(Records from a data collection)

※

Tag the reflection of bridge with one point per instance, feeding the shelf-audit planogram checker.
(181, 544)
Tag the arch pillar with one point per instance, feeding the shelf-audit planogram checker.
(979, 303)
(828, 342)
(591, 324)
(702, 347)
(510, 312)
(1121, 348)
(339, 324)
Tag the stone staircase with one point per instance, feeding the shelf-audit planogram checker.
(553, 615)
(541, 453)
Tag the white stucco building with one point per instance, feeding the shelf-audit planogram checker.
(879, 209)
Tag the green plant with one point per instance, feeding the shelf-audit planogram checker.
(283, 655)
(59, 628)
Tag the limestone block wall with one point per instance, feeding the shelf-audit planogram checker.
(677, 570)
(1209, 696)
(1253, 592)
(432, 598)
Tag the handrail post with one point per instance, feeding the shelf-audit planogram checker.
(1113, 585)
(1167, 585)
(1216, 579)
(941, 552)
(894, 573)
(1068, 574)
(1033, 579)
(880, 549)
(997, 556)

※

● **Activity**
Retype every record without alteration.

● **Solved problem**
Tag the reflection of bridge with one point per instance, feeding the shelf-audit planogram checker.
(181, 544)
Tag the arch pillar with one point per instance, feeding the shelf-audit planogram checker.
(979, 303)
(828, 342)
(591, 324)
(702, 347)
(510, 312)
(1121, 348)
(339, 324)
Tag the stone staircase with one point per instance, feeding the shelf-audit planogram checker.
(553, 615)
(541, 453)
Tag the white stucco building with one point per instance, feeding the shelf-audit planogram checker.
(879, 209)
Tag the green plant with one point per instance, feeding the shelf-audit planogram checker.
(283, 655)
(59, 628)
Tag the limestone block wall with one point per instance, feeding the shelf-audit planogram checker.
(677, 570)
(1209, 696)
(1253, 592)
(432, 598)
Tag the handrail post with one point per instance, feeding the shelf-audit planogram checker.
(1113, 585)
(1167, 585)
(1216, 579)
(941, 552)
(894, 573)
(1068, 574)
(1033, 579)
(880, 549)
(997, 556)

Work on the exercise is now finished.